===== Records to process

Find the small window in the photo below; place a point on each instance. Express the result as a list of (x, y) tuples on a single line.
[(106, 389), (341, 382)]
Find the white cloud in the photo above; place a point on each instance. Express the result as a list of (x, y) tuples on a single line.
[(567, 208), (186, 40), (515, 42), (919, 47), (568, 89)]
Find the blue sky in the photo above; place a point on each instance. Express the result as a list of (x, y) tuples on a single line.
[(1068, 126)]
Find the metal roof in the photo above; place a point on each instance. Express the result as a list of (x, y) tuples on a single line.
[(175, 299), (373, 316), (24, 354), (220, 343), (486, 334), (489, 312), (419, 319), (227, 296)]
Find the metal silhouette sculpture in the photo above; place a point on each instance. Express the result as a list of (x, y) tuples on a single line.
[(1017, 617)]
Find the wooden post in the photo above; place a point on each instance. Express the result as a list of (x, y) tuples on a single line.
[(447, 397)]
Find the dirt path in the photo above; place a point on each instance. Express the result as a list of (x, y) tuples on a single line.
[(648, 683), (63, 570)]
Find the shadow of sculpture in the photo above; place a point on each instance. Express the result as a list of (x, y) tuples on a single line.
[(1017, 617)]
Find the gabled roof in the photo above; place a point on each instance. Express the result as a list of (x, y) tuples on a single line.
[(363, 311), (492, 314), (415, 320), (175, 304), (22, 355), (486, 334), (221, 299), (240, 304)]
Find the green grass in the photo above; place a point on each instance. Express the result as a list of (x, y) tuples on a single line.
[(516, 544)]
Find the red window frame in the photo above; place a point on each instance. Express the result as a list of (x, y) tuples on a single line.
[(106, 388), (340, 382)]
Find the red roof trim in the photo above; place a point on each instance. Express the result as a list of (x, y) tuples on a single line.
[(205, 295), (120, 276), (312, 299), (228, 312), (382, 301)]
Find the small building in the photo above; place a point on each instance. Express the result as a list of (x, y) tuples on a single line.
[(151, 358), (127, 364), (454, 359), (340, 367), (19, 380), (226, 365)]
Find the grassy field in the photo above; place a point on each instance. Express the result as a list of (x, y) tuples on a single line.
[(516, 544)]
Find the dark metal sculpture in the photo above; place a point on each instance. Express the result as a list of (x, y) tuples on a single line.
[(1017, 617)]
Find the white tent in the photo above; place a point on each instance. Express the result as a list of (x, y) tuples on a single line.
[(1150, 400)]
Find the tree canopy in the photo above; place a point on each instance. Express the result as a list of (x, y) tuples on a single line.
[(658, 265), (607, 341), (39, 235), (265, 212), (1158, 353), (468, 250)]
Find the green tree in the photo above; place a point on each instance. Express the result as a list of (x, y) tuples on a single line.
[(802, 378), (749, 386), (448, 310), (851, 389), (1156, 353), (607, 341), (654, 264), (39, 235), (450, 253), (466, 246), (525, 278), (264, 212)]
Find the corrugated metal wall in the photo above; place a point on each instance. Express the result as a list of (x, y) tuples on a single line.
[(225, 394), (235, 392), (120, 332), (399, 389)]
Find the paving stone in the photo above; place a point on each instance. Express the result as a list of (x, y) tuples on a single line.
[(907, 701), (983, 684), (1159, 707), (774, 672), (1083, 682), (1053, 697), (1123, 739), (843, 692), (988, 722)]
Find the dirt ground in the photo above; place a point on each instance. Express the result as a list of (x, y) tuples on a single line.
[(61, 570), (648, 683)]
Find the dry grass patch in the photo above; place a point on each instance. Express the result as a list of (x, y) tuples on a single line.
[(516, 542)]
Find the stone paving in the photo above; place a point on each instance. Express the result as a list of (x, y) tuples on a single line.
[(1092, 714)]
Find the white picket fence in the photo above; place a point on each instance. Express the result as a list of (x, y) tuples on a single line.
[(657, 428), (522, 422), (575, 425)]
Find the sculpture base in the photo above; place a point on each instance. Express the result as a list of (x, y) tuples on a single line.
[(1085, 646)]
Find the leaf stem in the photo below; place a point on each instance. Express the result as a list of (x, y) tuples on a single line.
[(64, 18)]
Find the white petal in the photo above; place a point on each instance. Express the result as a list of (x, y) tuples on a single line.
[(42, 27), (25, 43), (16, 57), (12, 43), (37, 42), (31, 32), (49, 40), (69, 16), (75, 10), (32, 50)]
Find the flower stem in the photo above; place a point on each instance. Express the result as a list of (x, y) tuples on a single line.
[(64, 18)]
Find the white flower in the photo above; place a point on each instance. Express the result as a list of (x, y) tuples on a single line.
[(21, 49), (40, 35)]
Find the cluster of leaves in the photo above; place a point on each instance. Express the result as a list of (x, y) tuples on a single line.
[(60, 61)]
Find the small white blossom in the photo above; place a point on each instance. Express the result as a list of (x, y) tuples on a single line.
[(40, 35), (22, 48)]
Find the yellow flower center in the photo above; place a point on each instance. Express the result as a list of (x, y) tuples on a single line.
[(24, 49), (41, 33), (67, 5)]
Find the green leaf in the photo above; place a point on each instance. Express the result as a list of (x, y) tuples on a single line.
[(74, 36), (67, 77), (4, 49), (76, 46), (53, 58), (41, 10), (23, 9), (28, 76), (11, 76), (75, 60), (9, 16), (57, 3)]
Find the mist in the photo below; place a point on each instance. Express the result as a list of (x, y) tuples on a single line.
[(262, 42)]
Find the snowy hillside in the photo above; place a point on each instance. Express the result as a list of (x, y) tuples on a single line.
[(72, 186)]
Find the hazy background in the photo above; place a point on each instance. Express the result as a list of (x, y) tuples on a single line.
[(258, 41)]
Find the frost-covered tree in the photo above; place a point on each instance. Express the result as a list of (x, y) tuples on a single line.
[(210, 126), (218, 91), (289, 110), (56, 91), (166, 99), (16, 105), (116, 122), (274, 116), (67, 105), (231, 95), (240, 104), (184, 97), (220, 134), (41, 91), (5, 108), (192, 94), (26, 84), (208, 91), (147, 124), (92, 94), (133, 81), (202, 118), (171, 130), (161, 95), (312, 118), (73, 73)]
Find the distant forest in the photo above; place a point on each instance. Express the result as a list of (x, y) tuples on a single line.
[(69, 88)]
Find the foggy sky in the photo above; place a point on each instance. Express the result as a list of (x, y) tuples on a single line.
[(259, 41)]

==========

▸ Assignment:
Here the job is to restate all of the data word for word.

▸ Response:
Find the small window in the photo below; place a point on each instance. Express the result as a list of (x, y) tuples on a single line.
[(106, 389), (341, 382)]
Find the white cloud in the photo above; place a point on each instance. Express the result as a list of (x, y) tuples on a single line.
[(567, 208), (186, 40), (515, 42), (919, 47), (568, 89)]
Find the blue sky in the photo above; place a point on each instance. Express the result as a list of (x, y) tuples on a single line.
[(1068, 126)]
Find the metal roof in the photo above; place a point on each instance. Express the result as a list of (x, y) tuples on a single line.
[(175, 299), (373, 316), (24, 354), (220, 343), (486, 334), (489, 312), (419, 319), (227, 296)]
Find the metal silhouette sculpture in the photo above; place a point on each instance. Express the result as a list of (x, y) tuples on a single line.
[(1017, 617)]
Find the wooden post in the photo above; place a point on each instance. Express the result as a list of (x, y) tuples on a single line.
[(447, 397)]
Find the dirt path in the photo above; place a point on each instance. Express the result as a list of (x, y) tuples on a single line.
[(648, 683), (63, 570)]
Find the shadow of sculpture in the photo above; place a point on each instance. Express the result as a list of (x, y) tuples on a single line.
[(1017, 617)]
Find the gabled roof in the photo above; place a point on each instance. Express the result as a list of (x, y) tuples on a single line.
[(363, 311), (492, 314), (415, 320), (175, 304), (22, 355), (486, 334), (221, 299), (240, 304)]
Find the green grass in the photo above; place a point on each instance. Express the result as a list of (x, y) tuples on a single line.
[(516, 544)]
Find the red window frame in the photo above; place a point on each instance. Express the result as a list of (x, y) tuples on a single line.
[(106, 388), (340, 382)]
Find the red roof trim in the photo above; place a point on each instance. Express the result as a list of (x, y) tuples on a single line.
[(205, 295), (120, 276), (312, 299), (228, 312), (382, 301)]
Find the small building in the photo above; place a point on each instance. Express the result as a list of (x, y) tuples on a single line.
[(151, 358), (127, 364), (454, 359), (340, 367), (19, 380), (226, 365)]
Find the grassy field in the photo above; place a point on each instance. Express the result as a list of (x, y) tuples on a single line.
[(516, 544)]
Find the dark metal sculpture in the photo above; place a point on each instance. Express the result as a list of (x, y) tuples on a single line.
[(1017, 617)]
Find the white tent in the photo above; place a point on each instance. Express the result as a list of (x, y) tuples on a single line.
[(1150, 400)]
Find the tree canopy in the photo above; place a point on each instance. Express the result as a list of (x, y) tuples on a single line.
[(658, 265), (607, 341), (39, 235), (265, 212), (1158, 353), (468, 250)]
Find the green tree in the photo above; place a point on each instance. Express the result as a list of (x, y) tuples on a single line.
[(802, 378), (749, 386), (448, 310), (851, 389), (1156, 353), (607, 341), (654, 264), (39, 235), (450, 253), (466, 246), (525, 278), (264, 212)]
Find the corrugated metal wall in the photo above; place a point on each instance. Express the result as a list of (x, y) tuples on a single line.
[(225, 394), (235, 392), (120, 332), (399, 389)]
Find the paving stone in the photo above; place a point on each instance. Express the result as a list of (x, y) tuples on a single line.
[(907, 701), (983, 684), (1159, 707), (774, 672), (1083, 682), (1053, 697), (1123, 739), (843, 692), (988, 722)]
Find the dirt ground in the photo above; place a point on each instance. Express the result as a list of (x, y) tuples on a single line.
[(61, 570), (648, 683)]
Find the dry grass patch in the photo above; place a point on each instance. Express the result as a list of (x, y) tuples on a single line.
[(516, 542)]
Find the stone paving in the photo above; place a point on each instance. Express the result as a list of (x, y) tuples on a single line.
[(1092, 714)]
Find the white picket fence in the photo above; place a point on each instance. Express the result as a list of (x, y) tuples on a single line.
[(657, 428), (522, 422), (575, 425)]
Find the sculpture base in the photo above; place a point on each instance. Express the result as a list of (x, y) tuples on a single line.
[(1085, 646)]
Find the leaf stem in the photo below; place a point on each instance. Express the result as a list of (x, y) tuples on a single line.
[(64, 18)]
Find the white petal in the photo above; place a point on each instance. Express the result as a list of (x, y) tuples on a single line.
[(42, 27), (25, 43), (16, 57), (12, 43), (37, 42), (31, 32), (49, 40), (69, 16), (75, 10), (32, 50)]
Find the flower stem in the photo above; place a point on each instance. Express the result as a list of (x, y) tuples on a single line.
[(64, 18)]
Find the white flower in the photo above; place a point on each instance. Express the result as a list of (x, y) tuples on a single line.
[(21, 49), (40, 35)]
Find the cluster of leaves in the photo above; place a point on each instance. Express the result as a list of (x, y) tuples on a single line.
[(60, 61)]
Find the small white blossom in the photo above; place a point on each instance. Express the result as a list of (x, y) tuples on a single line.
[(40, 35), (22, 48)]
Find the yellow flower center in the photo above; place a point on each instance. Express the result as a list of (x, y) tuples on a single line.
[(24, 49), (41, 33), (67, 5)]
Find the green leaf in the photo above; place a point on each instance. Express the result as a list of (x, y) tuples on a single line.
[(74, 36), (67, 77), (4, 49), (76, 46), (53, 58), (41, 10), (23, 9), (28, 76), (11, 76), (75, 60), (9, 16), (57, 3)]
Find the mist in the photo below; place a point on each instance. Express the result as a list of (x, y) tuples on a single line.
[(262, 42)]
Find the snowy hillside in the photo above; place a point on each instance. Express the result as a list of (x, y) tuples on a single line.
[(72, 186)]
Find the hazy background in the photo above; place a point on each instance. Express the result as a list of (x, y) tuples on a single line.
[(258, 41)]
Find the frost-covered tree in the photo above; place a point on each instance. Express the result as a list of (x, y) tuples on a single line.
[(210, 126), (218, 91), (289, 110), (56, 91), (166, 99), (16, 105), (116, 122), (274, 116), (67, 105), (231, 95), (240, 104), (184, 97), (220, 134), (41, 91), (5, 108), (192, 94), (26, 84), (208, 91), (147, 124), (92, 94), (133, 81), (202, 118), (171, 130), (161, 95), (312, 118), (73, 73)]
Find the distant forest in the photo above; place a point on each instance. Express the result as a list of (x, y) tuples on a single line.
[(69, 88)]
Find the foggy sky in the photo above; place a point on each instance. Express the result as a list of (x, y) tuples on a single line.
[(259, 41)]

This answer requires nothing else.